[Work instructions] Please reproduce the data below exactly, from the first line through the line containing "the dark line marking on ice", and leave every later line out.

[Supplied material]
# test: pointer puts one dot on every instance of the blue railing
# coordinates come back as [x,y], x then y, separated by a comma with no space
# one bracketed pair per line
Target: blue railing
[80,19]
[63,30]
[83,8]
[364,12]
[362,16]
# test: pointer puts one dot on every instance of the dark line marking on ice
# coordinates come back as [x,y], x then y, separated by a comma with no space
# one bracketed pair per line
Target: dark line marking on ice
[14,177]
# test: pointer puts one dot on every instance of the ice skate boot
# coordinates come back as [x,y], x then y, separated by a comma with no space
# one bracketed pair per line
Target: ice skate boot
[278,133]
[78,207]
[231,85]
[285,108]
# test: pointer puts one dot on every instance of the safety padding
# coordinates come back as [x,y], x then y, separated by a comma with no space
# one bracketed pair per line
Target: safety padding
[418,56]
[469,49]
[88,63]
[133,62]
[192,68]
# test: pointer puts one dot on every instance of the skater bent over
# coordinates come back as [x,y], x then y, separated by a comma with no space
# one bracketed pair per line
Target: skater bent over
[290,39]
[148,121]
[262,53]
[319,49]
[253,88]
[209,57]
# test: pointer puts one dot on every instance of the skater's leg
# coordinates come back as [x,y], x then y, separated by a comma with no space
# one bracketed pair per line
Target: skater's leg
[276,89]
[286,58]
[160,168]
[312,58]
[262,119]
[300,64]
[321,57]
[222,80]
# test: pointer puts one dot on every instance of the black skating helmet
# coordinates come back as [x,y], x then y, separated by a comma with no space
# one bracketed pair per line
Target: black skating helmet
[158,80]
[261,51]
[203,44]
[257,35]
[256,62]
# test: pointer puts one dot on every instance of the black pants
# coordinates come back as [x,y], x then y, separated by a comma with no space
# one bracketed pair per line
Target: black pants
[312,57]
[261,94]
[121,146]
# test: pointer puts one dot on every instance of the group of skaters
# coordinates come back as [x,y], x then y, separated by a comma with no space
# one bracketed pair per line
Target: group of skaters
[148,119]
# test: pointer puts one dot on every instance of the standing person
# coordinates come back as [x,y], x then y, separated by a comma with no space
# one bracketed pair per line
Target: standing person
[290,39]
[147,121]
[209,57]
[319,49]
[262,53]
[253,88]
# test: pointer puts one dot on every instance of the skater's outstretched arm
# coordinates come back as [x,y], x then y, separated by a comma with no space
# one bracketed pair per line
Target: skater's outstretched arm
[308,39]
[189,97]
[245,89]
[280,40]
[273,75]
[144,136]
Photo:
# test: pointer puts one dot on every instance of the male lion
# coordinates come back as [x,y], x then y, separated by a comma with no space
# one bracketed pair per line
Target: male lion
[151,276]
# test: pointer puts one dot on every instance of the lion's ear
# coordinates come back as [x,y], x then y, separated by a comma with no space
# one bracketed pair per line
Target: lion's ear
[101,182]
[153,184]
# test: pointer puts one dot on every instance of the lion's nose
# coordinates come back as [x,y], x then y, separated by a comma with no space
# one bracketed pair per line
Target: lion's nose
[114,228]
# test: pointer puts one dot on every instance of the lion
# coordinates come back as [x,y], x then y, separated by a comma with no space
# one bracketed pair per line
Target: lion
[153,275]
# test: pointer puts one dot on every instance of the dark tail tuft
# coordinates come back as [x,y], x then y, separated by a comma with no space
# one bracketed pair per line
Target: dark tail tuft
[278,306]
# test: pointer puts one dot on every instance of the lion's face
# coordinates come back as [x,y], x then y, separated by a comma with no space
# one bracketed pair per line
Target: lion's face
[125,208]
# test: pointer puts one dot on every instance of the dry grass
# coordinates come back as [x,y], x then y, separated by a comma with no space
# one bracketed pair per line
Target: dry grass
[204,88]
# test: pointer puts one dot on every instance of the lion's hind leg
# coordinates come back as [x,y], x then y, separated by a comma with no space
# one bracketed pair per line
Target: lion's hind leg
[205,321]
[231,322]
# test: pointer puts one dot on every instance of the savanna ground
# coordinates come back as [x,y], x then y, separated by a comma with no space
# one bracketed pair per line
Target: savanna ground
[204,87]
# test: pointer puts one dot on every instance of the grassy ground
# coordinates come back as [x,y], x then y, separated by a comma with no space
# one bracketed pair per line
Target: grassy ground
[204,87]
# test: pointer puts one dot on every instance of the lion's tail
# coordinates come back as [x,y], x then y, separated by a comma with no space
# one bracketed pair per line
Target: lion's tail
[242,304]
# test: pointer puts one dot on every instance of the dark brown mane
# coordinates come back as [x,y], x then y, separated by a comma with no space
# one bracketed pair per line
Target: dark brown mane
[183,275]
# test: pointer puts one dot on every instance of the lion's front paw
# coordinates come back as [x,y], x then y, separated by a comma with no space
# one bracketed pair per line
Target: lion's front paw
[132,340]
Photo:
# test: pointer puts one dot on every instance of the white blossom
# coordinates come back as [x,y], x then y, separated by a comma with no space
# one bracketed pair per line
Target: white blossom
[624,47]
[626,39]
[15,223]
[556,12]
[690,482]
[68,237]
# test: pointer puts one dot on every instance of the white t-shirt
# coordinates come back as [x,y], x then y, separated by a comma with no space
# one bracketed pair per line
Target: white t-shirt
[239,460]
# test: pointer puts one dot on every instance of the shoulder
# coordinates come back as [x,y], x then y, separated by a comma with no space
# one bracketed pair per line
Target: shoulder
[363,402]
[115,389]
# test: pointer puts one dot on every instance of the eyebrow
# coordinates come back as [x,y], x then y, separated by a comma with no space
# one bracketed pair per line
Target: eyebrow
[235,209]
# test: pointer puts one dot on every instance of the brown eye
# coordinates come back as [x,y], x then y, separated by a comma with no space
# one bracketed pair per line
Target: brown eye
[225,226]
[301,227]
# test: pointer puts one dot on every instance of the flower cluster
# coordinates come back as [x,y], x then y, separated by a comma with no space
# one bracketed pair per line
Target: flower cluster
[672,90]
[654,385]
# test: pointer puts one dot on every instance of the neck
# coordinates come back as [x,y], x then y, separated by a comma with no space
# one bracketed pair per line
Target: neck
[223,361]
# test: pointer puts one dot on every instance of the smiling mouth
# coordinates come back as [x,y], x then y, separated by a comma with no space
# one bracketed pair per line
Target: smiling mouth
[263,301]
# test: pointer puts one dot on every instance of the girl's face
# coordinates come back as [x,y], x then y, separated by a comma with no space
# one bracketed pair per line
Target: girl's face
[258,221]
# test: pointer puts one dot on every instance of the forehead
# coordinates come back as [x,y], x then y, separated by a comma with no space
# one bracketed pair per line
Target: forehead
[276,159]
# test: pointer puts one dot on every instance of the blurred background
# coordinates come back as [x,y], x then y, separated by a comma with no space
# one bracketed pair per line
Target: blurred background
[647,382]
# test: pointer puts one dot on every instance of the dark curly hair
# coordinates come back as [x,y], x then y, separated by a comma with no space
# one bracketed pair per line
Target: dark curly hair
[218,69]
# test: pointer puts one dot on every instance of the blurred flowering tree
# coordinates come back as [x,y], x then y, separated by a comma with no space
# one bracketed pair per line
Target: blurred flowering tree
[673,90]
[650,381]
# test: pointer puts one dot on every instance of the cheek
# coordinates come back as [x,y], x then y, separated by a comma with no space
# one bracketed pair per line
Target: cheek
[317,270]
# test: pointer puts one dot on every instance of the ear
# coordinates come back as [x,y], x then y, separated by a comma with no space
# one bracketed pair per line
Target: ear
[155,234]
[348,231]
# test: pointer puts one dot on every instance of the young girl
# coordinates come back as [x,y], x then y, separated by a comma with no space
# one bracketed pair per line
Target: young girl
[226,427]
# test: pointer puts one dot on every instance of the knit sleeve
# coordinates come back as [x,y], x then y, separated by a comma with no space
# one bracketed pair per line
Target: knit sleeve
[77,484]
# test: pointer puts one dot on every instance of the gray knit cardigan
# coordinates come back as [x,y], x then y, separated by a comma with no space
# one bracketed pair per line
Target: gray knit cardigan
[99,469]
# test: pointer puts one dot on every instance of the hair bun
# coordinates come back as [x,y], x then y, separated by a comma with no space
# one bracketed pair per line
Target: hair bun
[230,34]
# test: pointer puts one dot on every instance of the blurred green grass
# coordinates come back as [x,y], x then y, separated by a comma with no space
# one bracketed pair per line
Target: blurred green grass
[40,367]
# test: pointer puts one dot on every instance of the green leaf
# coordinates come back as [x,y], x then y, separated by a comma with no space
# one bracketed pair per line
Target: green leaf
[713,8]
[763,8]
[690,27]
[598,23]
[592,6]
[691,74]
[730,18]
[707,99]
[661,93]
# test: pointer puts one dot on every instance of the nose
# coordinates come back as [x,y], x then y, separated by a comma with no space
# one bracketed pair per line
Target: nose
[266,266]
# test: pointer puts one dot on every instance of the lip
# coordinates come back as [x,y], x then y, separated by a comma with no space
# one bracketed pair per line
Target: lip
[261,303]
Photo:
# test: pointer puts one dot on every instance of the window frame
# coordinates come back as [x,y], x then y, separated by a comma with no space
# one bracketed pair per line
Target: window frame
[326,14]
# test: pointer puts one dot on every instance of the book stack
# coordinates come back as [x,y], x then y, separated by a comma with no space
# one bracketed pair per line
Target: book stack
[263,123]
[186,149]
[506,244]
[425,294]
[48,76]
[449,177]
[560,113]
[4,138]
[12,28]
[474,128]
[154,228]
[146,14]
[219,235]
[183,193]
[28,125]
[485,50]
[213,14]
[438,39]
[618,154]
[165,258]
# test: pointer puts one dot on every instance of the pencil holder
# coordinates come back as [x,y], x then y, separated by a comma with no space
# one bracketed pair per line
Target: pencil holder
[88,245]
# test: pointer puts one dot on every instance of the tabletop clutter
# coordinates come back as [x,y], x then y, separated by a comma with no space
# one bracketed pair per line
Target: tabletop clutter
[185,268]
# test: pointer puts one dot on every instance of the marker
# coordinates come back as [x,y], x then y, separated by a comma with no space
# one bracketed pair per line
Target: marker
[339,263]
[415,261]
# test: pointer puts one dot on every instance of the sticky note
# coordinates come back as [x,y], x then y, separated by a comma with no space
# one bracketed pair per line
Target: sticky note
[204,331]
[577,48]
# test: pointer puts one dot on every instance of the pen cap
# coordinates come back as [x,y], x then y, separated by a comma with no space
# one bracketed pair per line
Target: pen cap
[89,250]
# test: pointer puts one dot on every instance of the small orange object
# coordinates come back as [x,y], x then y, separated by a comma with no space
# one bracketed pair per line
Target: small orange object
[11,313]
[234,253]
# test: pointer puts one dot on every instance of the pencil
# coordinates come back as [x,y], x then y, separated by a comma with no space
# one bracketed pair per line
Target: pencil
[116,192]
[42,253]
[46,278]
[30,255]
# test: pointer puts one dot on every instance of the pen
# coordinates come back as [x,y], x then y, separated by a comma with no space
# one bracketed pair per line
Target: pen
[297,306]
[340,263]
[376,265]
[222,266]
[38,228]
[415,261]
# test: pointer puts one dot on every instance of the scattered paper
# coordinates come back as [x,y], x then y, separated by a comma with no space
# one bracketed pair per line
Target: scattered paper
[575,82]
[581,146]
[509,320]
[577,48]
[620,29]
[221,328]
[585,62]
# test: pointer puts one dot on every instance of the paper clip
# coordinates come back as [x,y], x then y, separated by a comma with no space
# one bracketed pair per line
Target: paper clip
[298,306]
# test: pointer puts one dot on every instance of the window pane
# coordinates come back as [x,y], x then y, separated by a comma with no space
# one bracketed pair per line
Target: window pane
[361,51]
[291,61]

[Task result]
# test: pointer puts one dot on every instance of the blue railing
# coordinates come back as [x,y], x then y, separated by a comma with no space
# one bracketed pair per line
Target: blue railing
[80,19]
[63,30]
[83,8]
[364,12]
[362,16]
# test: pointer puts one dot on every instance of the dark line marking on ice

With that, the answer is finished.